◆ **Problem to solve**: Which lines in the material below contain the word "jacket"? Show each of them in full.

◆ **Location identification items**:
•••

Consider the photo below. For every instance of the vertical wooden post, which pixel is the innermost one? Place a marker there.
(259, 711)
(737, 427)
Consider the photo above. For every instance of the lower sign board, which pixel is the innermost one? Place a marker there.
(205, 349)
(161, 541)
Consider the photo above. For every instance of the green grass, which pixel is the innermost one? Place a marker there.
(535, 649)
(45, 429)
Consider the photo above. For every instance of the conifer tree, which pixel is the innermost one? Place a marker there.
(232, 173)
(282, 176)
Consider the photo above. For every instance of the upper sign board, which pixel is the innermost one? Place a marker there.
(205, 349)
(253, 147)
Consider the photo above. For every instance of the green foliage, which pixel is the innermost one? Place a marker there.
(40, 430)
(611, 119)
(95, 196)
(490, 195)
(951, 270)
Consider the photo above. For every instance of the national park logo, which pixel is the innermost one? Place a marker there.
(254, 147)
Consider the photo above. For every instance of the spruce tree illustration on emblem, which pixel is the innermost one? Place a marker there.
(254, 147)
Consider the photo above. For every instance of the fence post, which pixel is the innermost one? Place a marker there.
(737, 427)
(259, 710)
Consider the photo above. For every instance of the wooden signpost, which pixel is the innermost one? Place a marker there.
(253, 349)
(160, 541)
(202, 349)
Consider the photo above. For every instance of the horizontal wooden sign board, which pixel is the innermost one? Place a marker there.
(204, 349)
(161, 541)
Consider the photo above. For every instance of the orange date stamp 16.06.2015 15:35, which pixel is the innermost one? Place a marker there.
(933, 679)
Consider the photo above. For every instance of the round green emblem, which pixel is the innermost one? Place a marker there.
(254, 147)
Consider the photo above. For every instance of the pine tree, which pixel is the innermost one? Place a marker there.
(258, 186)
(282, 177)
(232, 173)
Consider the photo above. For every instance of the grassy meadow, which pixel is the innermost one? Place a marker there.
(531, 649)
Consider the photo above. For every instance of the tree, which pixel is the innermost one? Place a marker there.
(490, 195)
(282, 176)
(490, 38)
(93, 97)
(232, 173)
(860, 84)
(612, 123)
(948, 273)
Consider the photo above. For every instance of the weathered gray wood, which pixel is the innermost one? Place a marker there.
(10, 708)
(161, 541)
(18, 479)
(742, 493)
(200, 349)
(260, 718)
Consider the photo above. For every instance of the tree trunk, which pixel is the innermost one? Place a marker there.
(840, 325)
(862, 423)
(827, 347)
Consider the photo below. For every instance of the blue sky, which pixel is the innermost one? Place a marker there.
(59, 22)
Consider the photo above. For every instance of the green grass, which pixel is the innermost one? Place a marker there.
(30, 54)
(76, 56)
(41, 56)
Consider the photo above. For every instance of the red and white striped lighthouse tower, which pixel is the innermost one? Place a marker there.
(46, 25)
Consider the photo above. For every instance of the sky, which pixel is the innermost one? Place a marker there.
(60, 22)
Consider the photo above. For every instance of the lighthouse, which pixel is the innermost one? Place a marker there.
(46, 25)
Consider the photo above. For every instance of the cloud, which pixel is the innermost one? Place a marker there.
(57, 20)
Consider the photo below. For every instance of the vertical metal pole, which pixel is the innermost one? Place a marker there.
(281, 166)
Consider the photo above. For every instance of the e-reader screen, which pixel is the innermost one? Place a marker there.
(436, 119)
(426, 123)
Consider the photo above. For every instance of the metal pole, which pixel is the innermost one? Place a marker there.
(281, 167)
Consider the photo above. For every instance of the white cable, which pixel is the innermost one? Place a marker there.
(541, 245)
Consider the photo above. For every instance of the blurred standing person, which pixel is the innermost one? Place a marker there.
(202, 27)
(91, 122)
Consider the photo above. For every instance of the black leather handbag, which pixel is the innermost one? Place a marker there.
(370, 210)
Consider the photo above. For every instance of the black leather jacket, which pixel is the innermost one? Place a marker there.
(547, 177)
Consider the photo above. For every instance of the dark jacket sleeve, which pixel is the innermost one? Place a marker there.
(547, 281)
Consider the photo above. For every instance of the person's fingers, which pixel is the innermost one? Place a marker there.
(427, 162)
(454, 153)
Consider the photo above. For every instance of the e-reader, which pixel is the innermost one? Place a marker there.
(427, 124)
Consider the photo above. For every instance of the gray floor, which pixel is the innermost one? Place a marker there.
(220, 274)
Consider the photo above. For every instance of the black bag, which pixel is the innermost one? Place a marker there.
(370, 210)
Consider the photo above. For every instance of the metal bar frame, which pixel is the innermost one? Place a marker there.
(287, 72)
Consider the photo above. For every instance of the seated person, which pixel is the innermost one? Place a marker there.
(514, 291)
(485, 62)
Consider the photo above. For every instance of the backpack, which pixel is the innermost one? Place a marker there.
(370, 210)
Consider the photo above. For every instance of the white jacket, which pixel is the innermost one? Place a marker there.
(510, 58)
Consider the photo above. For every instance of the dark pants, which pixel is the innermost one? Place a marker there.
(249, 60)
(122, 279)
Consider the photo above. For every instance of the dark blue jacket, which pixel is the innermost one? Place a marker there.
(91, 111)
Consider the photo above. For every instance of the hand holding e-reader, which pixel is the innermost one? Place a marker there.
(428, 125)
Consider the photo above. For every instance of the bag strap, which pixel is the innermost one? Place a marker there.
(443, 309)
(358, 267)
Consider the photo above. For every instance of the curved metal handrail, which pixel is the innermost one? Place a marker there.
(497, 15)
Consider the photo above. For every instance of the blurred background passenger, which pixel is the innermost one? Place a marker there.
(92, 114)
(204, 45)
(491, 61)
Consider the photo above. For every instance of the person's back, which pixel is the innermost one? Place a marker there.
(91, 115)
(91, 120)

•••

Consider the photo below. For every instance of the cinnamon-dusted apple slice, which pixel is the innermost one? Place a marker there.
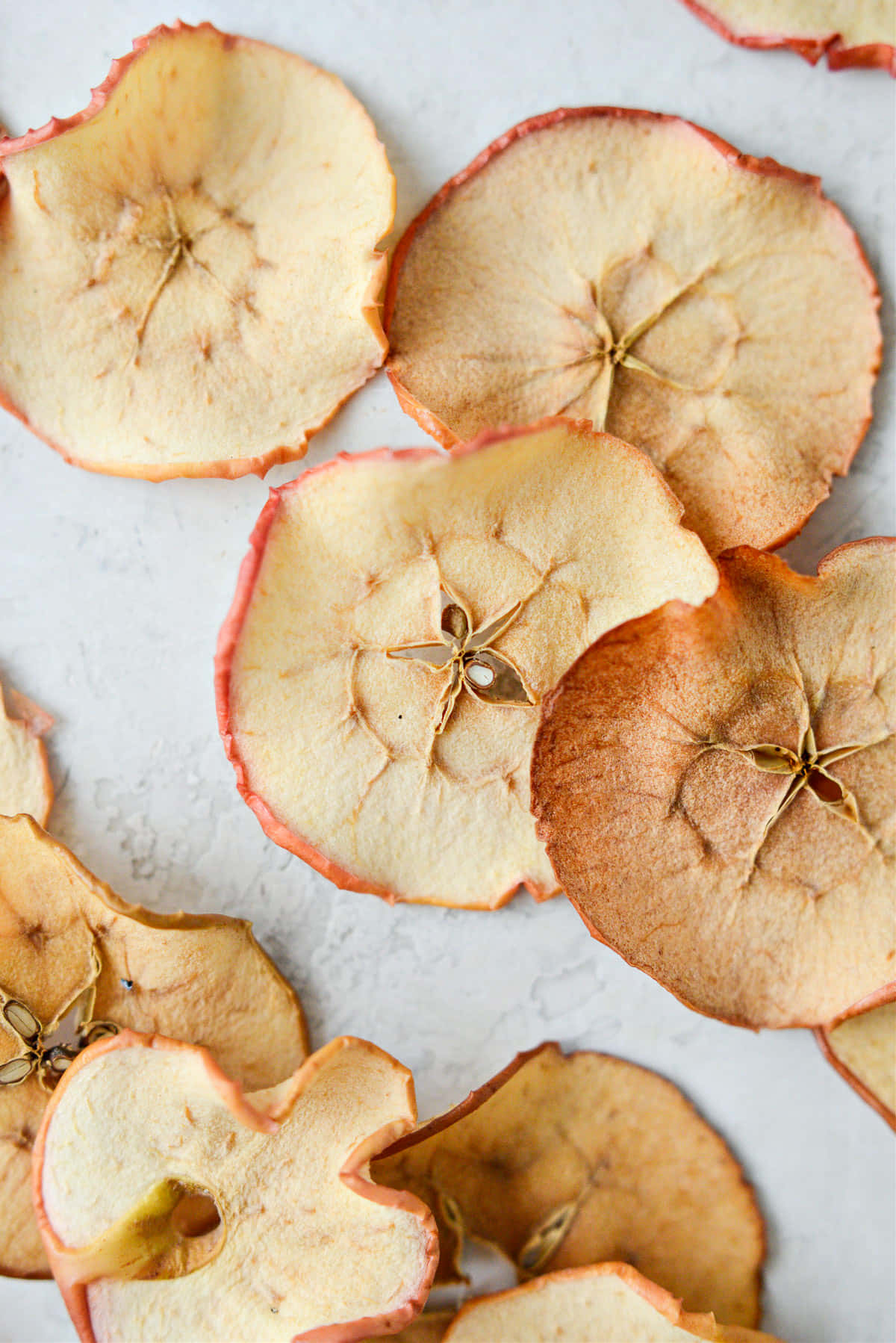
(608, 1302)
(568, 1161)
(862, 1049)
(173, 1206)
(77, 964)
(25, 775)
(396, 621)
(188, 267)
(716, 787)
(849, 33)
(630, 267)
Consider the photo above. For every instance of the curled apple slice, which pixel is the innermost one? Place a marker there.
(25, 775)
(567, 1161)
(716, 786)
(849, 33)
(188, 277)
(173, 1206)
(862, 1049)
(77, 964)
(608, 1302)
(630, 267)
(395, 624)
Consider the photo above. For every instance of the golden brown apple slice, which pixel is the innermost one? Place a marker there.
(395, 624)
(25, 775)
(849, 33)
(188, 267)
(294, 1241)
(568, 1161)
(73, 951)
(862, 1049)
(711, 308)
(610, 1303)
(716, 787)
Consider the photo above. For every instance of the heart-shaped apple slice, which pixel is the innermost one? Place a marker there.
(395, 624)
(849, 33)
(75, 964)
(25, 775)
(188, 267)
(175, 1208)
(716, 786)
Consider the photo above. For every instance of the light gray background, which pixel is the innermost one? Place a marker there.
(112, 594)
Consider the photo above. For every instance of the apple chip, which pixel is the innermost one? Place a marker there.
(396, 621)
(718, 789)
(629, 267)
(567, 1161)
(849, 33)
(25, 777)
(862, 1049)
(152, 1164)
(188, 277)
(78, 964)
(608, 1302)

•••

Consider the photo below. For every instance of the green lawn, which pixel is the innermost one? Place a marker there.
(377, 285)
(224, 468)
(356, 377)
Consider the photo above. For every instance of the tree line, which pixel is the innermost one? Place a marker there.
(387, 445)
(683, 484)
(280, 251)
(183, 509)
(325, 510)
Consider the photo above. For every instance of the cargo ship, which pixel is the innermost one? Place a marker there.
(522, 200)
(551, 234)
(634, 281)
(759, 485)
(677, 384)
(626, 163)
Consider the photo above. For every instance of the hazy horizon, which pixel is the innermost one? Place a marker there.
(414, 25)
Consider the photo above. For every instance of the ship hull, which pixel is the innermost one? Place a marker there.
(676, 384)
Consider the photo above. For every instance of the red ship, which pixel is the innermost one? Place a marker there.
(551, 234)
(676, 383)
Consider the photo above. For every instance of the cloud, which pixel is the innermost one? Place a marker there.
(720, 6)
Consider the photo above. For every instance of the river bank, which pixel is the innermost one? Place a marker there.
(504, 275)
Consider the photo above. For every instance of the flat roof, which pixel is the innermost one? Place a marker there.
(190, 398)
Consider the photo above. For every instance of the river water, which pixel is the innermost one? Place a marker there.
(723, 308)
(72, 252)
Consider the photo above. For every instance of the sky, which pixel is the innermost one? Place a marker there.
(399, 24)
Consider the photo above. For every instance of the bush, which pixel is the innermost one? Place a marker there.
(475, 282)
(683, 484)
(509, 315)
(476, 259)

•••

◆ **Output of the task**:
Consider the photo above. For every instance of the black leather jacket, which pixel is the innermost one? Place a marker there.
Consider the photo above. For every instance of the dark jacket sleeve, which pixel is the innermost one? Place a marker there.
Consider the photo above. For every instance of the white jacket, which pixel is the innermost one? Place a marker there.
Consider the photo above. For every instance of the dark blue jacket, which pixel is the innermost one? Place a marker there.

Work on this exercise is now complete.